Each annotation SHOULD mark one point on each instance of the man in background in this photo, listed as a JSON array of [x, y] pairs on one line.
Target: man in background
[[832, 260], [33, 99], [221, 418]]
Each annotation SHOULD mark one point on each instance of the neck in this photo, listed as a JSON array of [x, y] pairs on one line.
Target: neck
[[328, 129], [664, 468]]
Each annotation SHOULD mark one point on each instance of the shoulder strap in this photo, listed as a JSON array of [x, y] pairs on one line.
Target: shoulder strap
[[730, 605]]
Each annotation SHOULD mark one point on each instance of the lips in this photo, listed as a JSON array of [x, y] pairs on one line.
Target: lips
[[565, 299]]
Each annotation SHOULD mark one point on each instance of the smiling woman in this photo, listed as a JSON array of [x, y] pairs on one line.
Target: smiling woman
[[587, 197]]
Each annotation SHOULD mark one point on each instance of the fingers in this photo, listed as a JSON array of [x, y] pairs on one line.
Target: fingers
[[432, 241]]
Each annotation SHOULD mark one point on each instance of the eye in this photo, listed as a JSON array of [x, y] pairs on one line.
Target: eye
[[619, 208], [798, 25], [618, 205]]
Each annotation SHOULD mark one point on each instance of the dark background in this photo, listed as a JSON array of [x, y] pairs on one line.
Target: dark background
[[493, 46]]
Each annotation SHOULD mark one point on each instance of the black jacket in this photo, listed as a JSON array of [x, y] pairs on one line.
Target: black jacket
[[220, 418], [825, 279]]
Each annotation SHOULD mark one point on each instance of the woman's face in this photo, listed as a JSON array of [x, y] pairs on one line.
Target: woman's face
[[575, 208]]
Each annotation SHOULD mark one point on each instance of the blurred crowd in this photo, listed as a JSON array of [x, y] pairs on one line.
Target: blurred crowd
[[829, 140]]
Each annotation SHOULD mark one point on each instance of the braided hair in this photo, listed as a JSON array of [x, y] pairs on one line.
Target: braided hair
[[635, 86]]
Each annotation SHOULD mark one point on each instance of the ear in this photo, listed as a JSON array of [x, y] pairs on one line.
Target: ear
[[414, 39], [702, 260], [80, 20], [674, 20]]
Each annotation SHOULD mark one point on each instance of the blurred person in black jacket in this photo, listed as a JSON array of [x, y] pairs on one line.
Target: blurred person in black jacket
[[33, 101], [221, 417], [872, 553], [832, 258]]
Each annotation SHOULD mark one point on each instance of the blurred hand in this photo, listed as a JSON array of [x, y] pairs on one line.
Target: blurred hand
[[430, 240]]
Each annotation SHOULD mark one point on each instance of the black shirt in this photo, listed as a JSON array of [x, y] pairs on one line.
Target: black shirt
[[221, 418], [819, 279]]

+++

#### Task item
Starting at the line with "Target: blurred person in black jacket", retype each line through the final one in the data above, unchanged and with nothing added.

#### Exercise output
Target: blurred person in black jacket
[[33, 101], [221, 417], [872, 553], [832, 258]]
Each annotation SHOULD mark one point on each instance of the blurred hand in this photo, listed as a JSON array of [x, y] pairs on one line.
Target: blurred hand
[[430, 240]]
Each annotation SHOULD mark one point on each instance of the black shirt in this photo, listed as a JSON array of [x, y] pairs on one line.
Target: black shirt
[[221, 418], [819, 279]]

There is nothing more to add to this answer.